◆ Task brief ◆
Can you arrange the entries below as a two-column CSV with the header request,answer, one row per entry? Put each entry's full text (line breaks replaced by spaces) in the request field and its answer in the answer field, with every field in double quotes.

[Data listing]

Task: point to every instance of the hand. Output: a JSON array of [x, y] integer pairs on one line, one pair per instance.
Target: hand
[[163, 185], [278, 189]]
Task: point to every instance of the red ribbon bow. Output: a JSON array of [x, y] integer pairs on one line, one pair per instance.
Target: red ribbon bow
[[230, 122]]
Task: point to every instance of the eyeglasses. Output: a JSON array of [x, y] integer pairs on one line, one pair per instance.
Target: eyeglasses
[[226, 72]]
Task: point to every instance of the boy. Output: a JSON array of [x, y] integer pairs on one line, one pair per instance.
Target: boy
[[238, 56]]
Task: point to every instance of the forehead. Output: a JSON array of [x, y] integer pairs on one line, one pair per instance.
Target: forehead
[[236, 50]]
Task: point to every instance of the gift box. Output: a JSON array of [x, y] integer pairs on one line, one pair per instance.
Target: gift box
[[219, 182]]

◆ The output ◆
request,answer
"Task: point to every instance of the hand. Output: a JSON array of [x, y] integer pairs on one line, one pair per instance. Target: hand","[[163, 185], [278, 189]]"
"Task: point to every instance of the red ribbon bow. Output: a JSON array of [x, y] integer pairs on one line, one pair per instance. Target: red ribbon bow","[[230, 122]]"
"Task: point to every instance of the eyeglasses. Output: a JSON array of [x, y] integer pairs on one line, one pair per instance. Target: eyeglasses","[[226, 72]]"
"Task: point to every instance of the boy. Output: a JSON array of [x, y] integer pairs on one line, one pair per instance. Target: boy","[[238, 56]]"
"Task: point to every instance of the forehead. Output: a JSON array of [x, y] integer pairs on one line, one pair per instance. Target: forehead","[[236, 50]]"
"Task: point to every instance of the gift box. Output: a JSON array of [x, y] integer pairs on one line, one pair per instance. Target: gift box","[[219, 182]]"